Isaiah 6:1-8; Luke 5:1-11

4th Sunday before Lent

St Barbara’s 09.02.2025

Rev Tulo Raistrick

We live in times of change and flux, don’t we? Every day at the moment it seems that we can’t tune into the news without being confronted with a barrage of aggressive policies and bullying rhetoric from the President of the United States. Just this week, he has declared amongst many other things a willingness to break human rights law by sending immigrants to prison in Guantanamo Bay, he has slapped tariffs on trade, risking a worldwide recession, and he announced that the US would take over Gaza, expel all Palestinians and turn it into the “Riviera of the Middle East”, acts that most commentators would view as provocation for all out war in the region.

If we feel somewhat helpless, blown about by the whims of someone we did not vote for or can control, that may be a feeling we experience in other areas of our lives too. We may feel helpless trying to sort out an issue with a bank or service provider, lost in an endless maze of bureaucracy. We may feel despairing, feeling lost in the health care system, waiting for an appointment that seems never to come. We live our lives with uncertainties, don’t we, often feeling powerless.

It is telling, then, that the reading we heard from Isaiah this morning is introduced with the words: “In the year that king Uzziah died”. Uzziah had been a strong king who had ruled Israel for forty years during Isaiah’s lifetime. But his death led to a power vacuum and left Israel open to invasion by foreign troops. There was great fear, insecurity, a sense of impending catastrophe.

• **DIRECTIONS FOR THIS TASK**:
Can you copy out the sermon word for word from "We live in times" to "in the region."?

• **ENTRIES**:
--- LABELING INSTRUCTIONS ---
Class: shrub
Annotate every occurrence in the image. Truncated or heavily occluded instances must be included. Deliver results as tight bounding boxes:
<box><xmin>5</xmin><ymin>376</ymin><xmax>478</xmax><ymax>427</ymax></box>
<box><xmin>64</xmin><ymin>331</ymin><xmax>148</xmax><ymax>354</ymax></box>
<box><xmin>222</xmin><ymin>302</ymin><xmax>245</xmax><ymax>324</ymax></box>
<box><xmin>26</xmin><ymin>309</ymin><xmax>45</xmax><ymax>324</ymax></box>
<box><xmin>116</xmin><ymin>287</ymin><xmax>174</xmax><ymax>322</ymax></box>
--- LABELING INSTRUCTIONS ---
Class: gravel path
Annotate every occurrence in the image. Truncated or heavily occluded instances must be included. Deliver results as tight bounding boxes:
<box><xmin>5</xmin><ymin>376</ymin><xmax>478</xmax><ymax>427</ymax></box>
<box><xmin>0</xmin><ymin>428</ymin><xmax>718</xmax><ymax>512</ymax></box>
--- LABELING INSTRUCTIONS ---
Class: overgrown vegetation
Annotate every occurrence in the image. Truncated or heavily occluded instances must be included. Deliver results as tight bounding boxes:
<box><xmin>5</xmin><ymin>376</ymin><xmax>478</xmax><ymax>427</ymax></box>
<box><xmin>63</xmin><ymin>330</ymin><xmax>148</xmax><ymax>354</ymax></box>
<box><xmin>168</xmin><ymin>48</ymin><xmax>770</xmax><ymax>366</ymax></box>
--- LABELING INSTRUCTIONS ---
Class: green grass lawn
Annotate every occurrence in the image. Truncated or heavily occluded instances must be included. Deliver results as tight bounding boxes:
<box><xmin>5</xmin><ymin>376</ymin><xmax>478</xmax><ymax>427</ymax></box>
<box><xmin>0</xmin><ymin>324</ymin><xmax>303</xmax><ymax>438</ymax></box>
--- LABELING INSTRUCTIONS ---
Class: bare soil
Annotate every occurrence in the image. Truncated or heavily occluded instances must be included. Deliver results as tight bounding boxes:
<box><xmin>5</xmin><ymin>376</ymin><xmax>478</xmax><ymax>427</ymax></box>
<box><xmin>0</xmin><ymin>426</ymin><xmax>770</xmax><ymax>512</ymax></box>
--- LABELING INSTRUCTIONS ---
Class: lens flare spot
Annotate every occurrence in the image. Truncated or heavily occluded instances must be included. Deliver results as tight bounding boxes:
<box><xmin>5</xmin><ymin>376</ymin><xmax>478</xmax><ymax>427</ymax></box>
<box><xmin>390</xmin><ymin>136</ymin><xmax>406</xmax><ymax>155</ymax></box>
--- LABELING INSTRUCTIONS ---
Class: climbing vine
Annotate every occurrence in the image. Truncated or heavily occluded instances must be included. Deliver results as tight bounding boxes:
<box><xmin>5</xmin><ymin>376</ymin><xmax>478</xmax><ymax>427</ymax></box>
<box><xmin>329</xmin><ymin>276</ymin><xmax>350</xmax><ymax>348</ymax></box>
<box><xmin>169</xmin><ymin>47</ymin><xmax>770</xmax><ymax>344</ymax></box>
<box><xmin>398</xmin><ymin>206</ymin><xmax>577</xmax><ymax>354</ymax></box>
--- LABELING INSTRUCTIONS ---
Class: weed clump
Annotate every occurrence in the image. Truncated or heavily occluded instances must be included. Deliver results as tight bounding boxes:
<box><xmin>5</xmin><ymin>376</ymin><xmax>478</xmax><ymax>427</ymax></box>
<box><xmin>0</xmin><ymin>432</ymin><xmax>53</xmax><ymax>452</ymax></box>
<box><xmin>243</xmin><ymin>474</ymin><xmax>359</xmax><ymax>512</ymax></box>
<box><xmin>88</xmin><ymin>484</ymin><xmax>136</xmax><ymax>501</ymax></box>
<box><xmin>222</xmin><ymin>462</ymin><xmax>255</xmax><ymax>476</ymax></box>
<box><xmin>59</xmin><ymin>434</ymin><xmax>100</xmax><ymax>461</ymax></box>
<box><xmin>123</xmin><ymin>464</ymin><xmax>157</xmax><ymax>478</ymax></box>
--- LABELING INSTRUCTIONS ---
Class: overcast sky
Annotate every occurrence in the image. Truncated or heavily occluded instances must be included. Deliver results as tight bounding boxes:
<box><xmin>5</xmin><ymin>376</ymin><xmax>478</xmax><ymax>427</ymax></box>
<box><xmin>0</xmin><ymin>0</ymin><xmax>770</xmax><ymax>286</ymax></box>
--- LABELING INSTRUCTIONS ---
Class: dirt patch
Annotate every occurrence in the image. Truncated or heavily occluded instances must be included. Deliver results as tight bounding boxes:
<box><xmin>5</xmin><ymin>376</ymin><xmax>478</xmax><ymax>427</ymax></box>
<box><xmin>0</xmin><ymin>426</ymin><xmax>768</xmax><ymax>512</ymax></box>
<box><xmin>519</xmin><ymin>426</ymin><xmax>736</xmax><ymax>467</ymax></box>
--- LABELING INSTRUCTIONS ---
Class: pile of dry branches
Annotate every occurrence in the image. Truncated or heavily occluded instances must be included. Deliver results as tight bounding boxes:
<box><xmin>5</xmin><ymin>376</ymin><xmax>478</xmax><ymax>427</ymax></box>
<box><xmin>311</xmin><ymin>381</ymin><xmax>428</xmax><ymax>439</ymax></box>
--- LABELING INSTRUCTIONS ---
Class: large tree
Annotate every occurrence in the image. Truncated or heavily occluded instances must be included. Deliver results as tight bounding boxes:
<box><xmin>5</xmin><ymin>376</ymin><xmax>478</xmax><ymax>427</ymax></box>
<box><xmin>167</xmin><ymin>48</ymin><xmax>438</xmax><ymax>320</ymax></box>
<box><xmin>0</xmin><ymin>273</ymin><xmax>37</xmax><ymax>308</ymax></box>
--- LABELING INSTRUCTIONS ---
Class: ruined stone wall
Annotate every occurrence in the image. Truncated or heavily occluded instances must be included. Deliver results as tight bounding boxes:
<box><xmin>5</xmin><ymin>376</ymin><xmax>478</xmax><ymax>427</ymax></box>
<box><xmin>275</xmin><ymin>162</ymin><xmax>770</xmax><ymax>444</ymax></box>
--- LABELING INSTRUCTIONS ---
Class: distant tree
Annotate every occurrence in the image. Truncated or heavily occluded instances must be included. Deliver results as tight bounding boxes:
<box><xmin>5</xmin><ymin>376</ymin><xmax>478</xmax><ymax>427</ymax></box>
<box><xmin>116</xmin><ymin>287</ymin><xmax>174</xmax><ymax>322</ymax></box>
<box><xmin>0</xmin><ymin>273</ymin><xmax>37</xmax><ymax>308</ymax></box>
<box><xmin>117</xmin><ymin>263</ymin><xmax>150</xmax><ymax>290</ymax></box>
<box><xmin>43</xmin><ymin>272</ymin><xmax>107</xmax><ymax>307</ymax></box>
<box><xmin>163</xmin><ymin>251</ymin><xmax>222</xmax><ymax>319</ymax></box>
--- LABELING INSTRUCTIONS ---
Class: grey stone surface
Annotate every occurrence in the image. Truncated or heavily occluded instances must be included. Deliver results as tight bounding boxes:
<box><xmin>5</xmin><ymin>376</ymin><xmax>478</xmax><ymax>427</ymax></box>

• **SOLUTION TO THE EXERCISE**:
We live in times of change and flux, don’t we? Every day at the moment it seems that we can’t tune into the news without being confronted with a barrage of aggressive policies and bullying rhetoric from the President of the United States. Just this week, he has declared amongst many other things a willingness to break human rights law by sending immigrants to prison in Guantanamo Bay, he has slapped tariffs on trade, risking a worldwide recession, and he announced that the US would take over Gaza, expel all Palestinians and turn it into the “Riviera of the Middle East”, acts that most commentators would view as provocation for all out war in the region.